**Record list:**
# # # # #
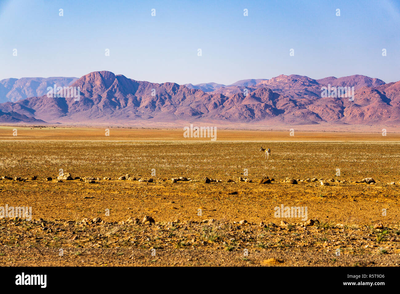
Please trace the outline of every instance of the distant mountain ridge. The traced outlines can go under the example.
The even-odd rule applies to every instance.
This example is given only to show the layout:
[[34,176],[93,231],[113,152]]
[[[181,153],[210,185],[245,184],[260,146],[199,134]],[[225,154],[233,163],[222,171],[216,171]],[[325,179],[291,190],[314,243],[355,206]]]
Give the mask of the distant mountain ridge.
[[[328,84],[354,87],[354,100],[322,98],[321,88]],[[44,94],[0,104],[0,110],[3,116],[20,122],[37,119],[50,123],[400,123],[400,82],[386,84],[358,75],[316,80],[298,75],[280,75],[269,80],[245,80],[226,86],[158,84],[104,71],[91,72],[68,84],[79,87],[79,101],[49,98]],[[12,122],[10,118],[1,119],[2,114],[0,122]],[[16,114],[26,118],[17,118]]]
[[0,103],[15,102],[35,96],[42,96],[47,93],[47,87],[68,86],[78,78],[22,78],[0,80]]

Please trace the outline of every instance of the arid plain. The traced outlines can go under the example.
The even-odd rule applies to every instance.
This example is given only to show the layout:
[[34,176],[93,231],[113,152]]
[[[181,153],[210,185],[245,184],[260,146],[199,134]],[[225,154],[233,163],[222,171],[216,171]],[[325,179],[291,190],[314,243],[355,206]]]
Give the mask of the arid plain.
[[0,265],[400,264],[400,134],[108,128],[0,127]]

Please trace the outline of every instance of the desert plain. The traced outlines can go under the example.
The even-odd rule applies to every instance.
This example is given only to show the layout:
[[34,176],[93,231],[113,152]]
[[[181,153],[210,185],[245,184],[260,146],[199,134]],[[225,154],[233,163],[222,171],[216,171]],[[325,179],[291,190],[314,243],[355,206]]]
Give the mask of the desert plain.
[[0,265],[400,264],[400,134],[106,128],[0,126]]

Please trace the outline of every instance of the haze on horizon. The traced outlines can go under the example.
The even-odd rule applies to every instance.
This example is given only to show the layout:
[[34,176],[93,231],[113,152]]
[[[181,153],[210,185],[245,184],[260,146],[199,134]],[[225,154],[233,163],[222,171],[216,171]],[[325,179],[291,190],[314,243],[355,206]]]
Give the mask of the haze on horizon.
[[4,0],[0,80],[79,78],[108,70],[180,84],[229,84],[281,74],[316,79],[362,74],[388,83],[400,80],[399,12],[400,4],[392,0],[112,5]]

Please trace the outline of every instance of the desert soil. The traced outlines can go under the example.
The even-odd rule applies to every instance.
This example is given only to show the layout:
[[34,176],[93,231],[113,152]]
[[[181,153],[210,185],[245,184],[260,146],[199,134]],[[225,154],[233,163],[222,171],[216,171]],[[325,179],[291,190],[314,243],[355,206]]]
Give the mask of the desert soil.
[[[31,206],[32,220],[0,219],[0,265],[400,264],[399,134],[15,128],[0,127],[0,176],[28,179],[0,180],[0,207]],[[60,169],[95,182],[57,182]],[[282,204],[306,207],[308,222],[275,217]]]

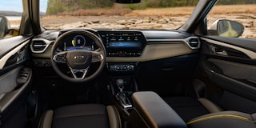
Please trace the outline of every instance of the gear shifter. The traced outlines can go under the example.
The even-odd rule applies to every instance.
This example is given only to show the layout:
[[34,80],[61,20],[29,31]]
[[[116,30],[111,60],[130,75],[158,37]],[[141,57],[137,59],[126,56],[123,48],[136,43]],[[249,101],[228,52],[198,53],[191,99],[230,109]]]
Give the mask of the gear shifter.
[[124,89],[123,79],[121,79],[121,78],[117,79],[116,84],[120,90],[120,92],[117,94],[116,98],[119,101],[119,103],[121,104],[121,106],[122,106],[124,109],[132,107],[130,102],[126,97],[125,92],[123,91],[123,89]]
[[124,88],[123,79],[121,79],[121,78],[117,79],[116,84],[117,84],[118,89],[120,90],[120,92],[122,92],[123,88]]

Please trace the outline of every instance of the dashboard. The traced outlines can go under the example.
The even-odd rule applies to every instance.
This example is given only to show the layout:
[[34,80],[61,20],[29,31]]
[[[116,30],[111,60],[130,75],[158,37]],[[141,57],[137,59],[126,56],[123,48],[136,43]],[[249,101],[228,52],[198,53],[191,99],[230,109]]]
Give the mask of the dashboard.
[[[198,51],[200,40],[190,34],[174,30],[46,30],[31,42],[32,55],[50,58],[51,46],[61,34],[69,30],[86,30],[99,38],[106,50],[106,62],[139,62],[190,54]],[[73,34],[63,39],[60,50],[97,50],[94,41]],[[40,60],[39,60],[40,61]],[[42,63],[42,62],[37,62]],[[46,62],[43,62],[46,63]],[[50,62],[46,62],[50,65]],[[41,65],[40,65],[41,66]]]

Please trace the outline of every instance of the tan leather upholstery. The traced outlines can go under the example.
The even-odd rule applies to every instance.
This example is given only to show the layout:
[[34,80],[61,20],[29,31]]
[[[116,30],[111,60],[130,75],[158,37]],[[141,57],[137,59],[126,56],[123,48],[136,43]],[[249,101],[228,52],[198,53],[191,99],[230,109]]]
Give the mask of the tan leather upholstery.
[[187,122],[189,128],[256,128],[251,114],[222,111],[200,116]]

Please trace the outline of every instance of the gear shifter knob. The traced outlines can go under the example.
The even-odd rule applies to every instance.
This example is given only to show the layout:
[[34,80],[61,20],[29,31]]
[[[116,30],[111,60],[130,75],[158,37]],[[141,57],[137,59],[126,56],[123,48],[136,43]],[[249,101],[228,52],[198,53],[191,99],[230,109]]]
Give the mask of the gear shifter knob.
[[122,78],[118,78],[115,81],[118,87],[119,88],[120,90],[120,92],[122,92],[122,90],[124,88],[124,86],[123,86],[123,79]]

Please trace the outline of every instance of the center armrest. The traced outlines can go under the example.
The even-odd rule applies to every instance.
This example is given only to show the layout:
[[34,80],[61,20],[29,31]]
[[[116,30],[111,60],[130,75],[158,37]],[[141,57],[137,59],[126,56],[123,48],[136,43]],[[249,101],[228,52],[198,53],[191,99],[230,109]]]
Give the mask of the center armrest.
[[185,122],[154,92],[135,92],[132,95],[134,108],[152,128],[186,128]]

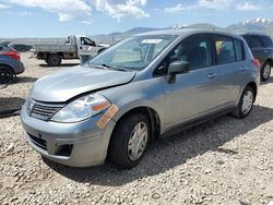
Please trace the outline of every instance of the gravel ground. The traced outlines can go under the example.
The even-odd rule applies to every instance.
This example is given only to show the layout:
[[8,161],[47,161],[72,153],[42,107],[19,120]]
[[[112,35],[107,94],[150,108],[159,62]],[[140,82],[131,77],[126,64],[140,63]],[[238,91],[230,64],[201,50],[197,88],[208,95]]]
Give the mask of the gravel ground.
[[[22,56],[26,72],[0,89],[0,109],[22,105],[55,70]],[[70,168],[43,159],[19,117],[0,119],[0,204],[269,204],[273,201],[273,76],[252,113],[225,116],[153,143],[131,170]]]

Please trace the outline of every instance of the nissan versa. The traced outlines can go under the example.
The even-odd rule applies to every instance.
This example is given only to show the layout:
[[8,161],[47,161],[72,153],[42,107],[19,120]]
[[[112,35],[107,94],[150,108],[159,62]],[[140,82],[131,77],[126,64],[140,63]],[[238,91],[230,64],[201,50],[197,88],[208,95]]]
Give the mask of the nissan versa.
[[259,73],[239,36],[151,32],[38,80],[21,119],[31,146],[50,160],[131,168],[158,136],[219,114],[247,117]]

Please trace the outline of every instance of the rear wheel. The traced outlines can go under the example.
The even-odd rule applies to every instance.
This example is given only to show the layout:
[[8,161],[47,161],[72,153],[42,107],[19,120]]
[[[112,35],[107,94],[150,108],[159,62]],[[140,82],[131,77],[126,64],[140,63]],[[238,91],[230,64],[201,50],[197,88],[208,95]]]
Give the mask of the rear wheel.
[[50,67],[58,67],[61,64],[61,57],[60,55],[49,55],[47,61]]
[[122,119],[114,131],[109,158],[115,166],[132,168],[142,159],[151,136],[149,119],[134,113]]
[[253,108],[254,97],[253,88],[247,86],[241,94],[240,101],[236,110],[232,114],[239,119],[246,118]]
[[14,73],[11,68],[0,65],[0,84],[9,83],[14,79]]
[[271,74],[271,63],[265,62],[261,68],[261,81],[268,81]]

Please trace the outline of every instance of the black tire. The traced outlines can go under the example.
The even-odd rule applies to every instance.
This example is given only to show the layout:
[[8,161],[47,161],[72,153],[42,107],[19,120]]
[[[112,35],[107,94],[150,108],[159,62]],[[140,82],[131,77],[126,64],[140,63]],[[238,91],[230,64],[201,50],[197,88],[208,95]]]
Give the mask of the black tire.
[[[146,144],[143,148],[143,153],[139,158],[132,160],[130,158],[129,152],[129,140],[131,138],[131,134],[139,123],[145,123],[147,129],[147,140]],[[133,113],[130,117],[126,117],[120,122],[118,122],[117,126],[111,136],[111,142],[109,144],[108,158],[109,160],[119,168],[133,168],[135,167],[144,156],[147,144],[151,138],[151,125],[149,119],[143,113]]]
[[14,79],[14,72],[7,65],[0,65],[0,84],[10,83]]
[[61,57],[60,55],[49,55],[47,61],[50,67],[58,67],[61,64]]
[[266,61],[261,68],[261,81],[268,81],[271,74],[272,64]]
[[[247,111],[247,110],[244,110],[244,97],[245,97],[247,94],[250,94],[250,93],[251,93],[251,95],[252,95],[252,102],[251,102],[251,107],[249,108],[249,110],[247,109],[247,110],[248,110],[248,111]],[[246,117],[251,112],[251,110],[252,110],[252,108],[253,108],[254,98],[256,98],[256,94],[254,94],[253,88],[250,87],[250,86],[247,86],[247,87],[244,89],[244,92],[242,92],[242,94],[241,94],[241,96],[240,96],[240,100],[239,100],[239,104],[238,104],[236,110],[235,110],[234,112],[232,112],[232,116],[234,116],[235,118],[238,118],[238,119],[244,119],[244,118],[246,118]]]

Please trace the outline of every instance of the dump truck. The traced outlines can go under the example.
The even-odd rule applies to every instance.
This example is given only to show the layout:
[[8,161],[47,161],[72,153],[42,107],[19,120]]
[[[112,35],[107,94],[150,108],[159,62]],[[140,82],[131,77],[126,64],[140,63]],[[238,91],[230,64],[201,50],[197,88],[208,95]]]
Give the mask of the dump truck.
[[51,67],[58,67],[62,60],[80,59],[81,56],[95,57],[109,45],[97,45],[87,36],[72,35],[68,36],[64,44],[55,45],[33,45],[31,49],[32,58],[45,60]]

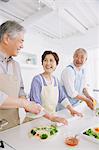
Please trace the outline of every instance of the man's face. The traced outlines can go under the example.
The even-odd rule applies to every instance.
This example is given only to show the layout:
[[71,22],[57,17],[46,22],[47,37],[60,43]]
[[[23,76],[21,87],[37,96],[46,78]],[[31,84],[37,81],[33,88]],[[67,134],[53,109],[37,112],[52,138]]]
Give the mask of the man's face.
[[48,74],[53,73],[56,69],[56,60],[52,54],[46,55],[45,59],[43,60],[43,68],[44,71]]
[[77,68],[83,66],[87,60],[87,55],[81,50],[74,53],[73,63]]
[[9,56],[17,56],[20,49],[23,48],[24,33],[19,33],[15,38],[8,37],[6,45],[7,54]]

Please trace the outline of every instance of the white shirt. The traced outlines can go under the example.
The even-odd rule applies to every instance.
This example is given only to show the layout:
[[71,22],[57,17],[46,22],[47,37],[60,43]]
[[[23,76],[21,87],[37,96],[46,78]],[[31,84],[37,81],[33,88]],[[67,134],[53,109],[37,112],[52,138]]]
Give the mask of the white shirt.
[[[79,75],[83,68],[81,68],[80,70],[77,70],[77,68],[73,64],[72,64],[72,66],[74,67],[74,70],[76,71],[76,73]],[[74,70],[70,67],[66,67],[63,70],[62,75],[61,75],[61,83],[65,87],[68,96],[70,96],[71,98],[74,98],[79,94],[78,91],[75,90],[75,72],[74,72]],[[84,81],[84,86],[85,86],[85,84],[86,83]]]
[[[0,51],[0,74],[8,74],[8,75],[15,74],[18,80],[20,81],[19,96],[26,96],[24,93],[24,85],[21,77],[19,64],[16,61],[14,61],[13,58],[8,57],[5,53],[2,53],[1,51]],[[6,93],[0,91],[0,104],[2,104],[7,97],[8,95]]]

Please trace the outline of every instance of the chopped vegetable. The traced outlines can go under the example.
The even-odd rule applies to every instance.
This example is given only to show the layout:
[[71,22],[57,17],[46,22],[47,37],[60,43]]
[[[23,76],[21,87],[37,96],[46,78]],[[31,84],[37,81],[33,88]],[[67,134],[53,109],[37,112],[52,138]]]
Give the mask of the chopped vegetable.
[[48,135],[47,135],[47,134],[42,134],[42,135],[40,136],[40,138],[41,138],[41,139],[47,139],[47,138],[48,138]]

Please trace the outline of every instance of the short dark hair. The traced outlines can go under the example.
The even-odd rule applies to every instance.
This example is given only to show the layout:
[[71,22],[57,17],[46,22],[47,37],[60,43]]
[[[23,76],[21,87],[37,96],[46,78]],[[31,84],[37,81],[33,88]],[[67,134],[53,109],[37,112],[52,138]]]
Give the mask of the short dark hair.
[[41,60],[41,61],[42,61],[42,64],[43,64],[43,61],[44,61],[46,55],[49,55],[49,54],[52,54],[52,55],[54,56],[55,61],[56,61],[56,65],[58,65],[58,63],[59,63],[58,54],[57,54],[56,52],[53,52],[53,51],[50,51],[50,50],[45,51],[45,52],[43,53],[43,55],[42,55],[42,60]]

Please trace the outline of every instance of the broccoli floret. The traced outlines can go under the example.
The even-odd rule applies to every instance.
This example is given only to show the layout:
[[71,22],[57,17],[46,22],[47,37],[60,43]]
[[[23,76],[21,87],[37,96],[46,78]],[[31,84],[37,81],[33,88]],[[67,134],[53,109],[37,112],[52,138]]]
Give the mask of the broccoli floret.
[[31,134],[35,135],[35,134],[36,134],[36,131],[31,130]]
[[47,139],[47,138],[48,138],[48,135],[47,135],[47,134],[42,134],[42,135],[40,136],[40,138],[41,138],[41,139]]

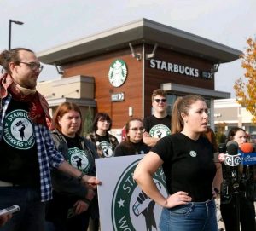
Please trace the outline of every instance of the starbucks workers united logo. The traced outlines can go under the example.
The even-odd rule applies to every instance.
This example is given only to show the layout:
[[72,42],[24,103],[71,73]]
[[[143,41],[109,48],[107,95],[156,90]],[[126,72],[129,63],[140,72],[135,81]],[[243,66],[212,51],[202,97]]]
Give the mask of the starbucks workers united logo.
[[[158,230],[162,208],[141,190],[132,177],[139,160],[126,168],[115,187],[111,209],[114,230]],[[158,190],[167,196],[166,177],[161,168],[154,174],[154,182]]]
[[33,128],[26,111],[15,110],[6,115],[3,137],[17,149],[29,149],[34,145]]

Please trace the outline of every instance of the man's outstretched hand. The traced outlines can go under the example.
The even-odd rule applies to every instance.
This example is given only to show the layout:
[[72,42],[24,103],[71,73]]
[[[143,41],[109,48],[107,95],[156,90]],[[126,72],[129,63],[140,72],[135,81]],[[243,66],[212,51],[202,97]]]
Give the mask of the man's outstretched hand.
[[88,188],[96,189],[97,185],[101,185],[102,182],[99,181],[96,176],[84,175],[82,178],[82,182]]

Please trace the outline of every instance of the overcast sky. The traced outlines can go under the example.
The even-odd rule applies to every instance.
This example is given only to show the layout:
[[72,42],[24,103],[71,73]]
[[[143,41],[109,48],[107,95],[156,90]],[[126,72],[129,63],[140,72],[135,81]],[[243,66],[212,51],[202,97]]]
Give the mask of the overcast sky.
[[[0,0],[0,50],[8,49],[9,20],[12,48],[39,52],[147,18],[244,51],[255,38],[256,0]],[[243,76],[241,61],[220,65],[215,90],[231,92]],[[39,80],[58,78],[44,66]]]

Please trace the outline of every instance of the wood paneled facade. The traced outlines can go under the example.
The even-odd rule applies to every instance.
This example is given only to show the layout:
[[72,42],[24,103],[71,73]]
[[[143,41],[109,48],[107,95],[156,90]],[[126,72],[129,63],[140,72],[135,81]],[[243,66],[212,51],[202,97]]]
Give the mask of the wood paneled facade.
[[[148,59],[155,45],[155,53]],[[134,57],[137,54],[140,59]],[[163,89],[166,84],[175,84],[179,89],[189,86],[191,90],[188,92],[200,92],[207,95],[210,101],[229,95],[215,92],[212,69],[216,64],[237,59],[240,54],[215,42],[143,19],[43,52],[38,58],[43,62],[61,66],[64,78],[78,75],[94,78],[96,112],[108,113],[113,118],[113,128],[118,129],[130,118],[129,107],[132,107],[132,117],[150,115],[151,94],[155,89]],[[108,81],[108,71],[117,59],[125,62],[128,74],[123,85],[113,87]],[[154,61],[161,62],[162,68],[154,67]],[[174,66],[182,71],[177,72]],[[190,68],[192,74],[189,69],[184,73],[185,67]],[[195,69],[197,72],[193,75]],[[212,73],[211,78],[207,73]],[[111,95],[117,93],[124,93],[125,100],[112,101]],[[167,93],[186,94],[175,89]]]

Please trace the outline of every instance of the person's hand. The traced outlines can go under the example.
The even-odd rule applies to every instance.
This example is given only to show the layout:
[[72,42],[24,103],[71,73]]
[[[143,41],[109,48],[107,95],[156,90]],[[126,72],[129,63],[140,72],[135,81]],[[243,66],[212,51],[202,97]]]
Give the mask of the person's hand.
[[91,201],[94,196],[95,196],[95,192],[92,189],[89,188],[85,199]]
[[95,176],[84,175],[82,178],[82,182],[89,188],[96,189],[97,185],[101,185],[102,182]]
[[74,213],[76,215],[81,214],[82,212],[85,211],[89,208],[89,205],[83,201],[83,200],[78,200],[74,205]]
[[3,227],[12,217],[11,214],[0,216],[0,227]]
[[187,205],[192,200],[189,193],[179,191],[174,194],[169,195],[166,199],[166,204],[164,205],[166,208],[172,208],[180,205]]
[[219,194],[219,190],[217,188],[212,188],[212,197],[215,199]]

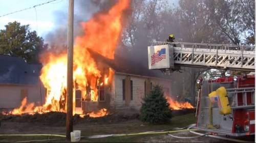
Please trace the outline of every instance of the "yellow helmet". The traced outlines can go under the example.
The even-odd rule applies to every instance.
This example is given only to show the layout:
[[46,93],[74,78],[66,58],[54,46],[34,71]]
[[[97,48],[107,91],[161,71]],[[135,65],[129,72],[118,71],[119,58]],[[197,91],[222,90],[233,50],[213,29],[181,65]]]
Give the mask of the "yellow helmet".
[[173,34],[170,34],[170,35],[169,35],[169,36],[170,38],[174,38],[174,35],[173,35]]

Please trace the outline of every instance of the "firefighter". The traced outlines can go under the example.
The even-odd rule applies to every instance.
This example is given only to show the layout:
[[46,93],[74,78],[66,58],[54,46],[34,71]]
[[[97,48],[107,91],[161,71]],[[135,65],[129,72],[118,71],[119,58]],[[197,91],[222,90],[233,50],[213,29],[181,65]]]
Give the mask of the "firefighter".
[[[166,40],[166,42],[174,42],[174,40],[175,39],[175,37],[174,37],[174,35],[170,34],[169,35],[169,38]],[[176,44],[173,44],[174,47],[177,47]]]

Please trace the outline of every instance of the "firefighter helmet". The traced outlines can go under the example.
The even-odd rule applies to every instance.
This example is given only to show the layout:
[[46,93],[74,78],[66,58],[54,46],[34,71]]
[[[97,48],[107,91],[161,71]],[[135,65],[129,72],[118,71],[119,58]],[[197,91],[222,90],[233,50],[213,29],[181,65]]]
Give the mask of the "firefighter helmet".
[[169,35],[169,37],[170,37],[170,38],[173,38],[174,39],[175,39],[175,38],[174,37],[174,35],[173,35],[173,34],[170,34],[170,35]]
# # # # #
**Problem:** Repeat the listing above word for word, from its start up to and including the line with "Give the mask of the distant mountain ridge.". Leave the pictures out of your answer.

**Expected answer:**
Please trace the outline of every instance of the distant mountain ridge. The traced outlines can go under the example.
The even-odd rule applies to every instance.
This example is given only to show the layout:
[[34,176],[93,231],[113,152]]
[[[181,153],[210,185],[245,184],[260,146],[199,134]],[[225,154],[233,163],[222,171],[216,171]],[[325,179],[291,190],[314,243],[355,206]]]
Give the mask of the distant mountain ridge.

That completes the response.